Starting at the line that contains "form [(182, 230)].", transcribe each line exactly through the last line of the data. Include nothing else.

____ PROVIDED RECORDS

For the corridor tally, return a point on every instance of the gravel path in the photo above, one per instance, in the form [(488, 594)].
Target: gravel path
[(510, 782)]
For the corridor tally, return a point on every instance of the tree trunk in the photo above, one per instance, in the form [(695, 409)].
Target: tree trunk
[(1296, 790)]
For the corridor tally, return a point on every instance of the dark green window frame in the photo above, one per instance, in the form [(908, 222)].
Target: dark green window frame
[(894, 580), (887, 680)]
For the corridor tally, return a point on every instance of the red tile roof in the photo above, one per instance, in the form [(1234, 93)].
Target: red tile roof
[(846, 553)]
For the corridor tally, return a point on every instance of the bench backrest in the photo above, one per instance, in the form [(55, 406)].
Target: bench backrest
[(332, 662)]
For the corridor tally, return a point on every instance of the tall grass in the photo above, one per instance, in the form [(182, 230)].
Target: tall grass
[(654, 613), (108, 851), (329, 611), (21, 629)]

________

■ **WORKED SOLUTION**:
For the corridor tally, return a point on every instance of the tall grass in the photo above, one per instance, in the form [(182, 230)].
Target: tall grass
[(654, 613), (108, 851), (329, 611), (21, 629)]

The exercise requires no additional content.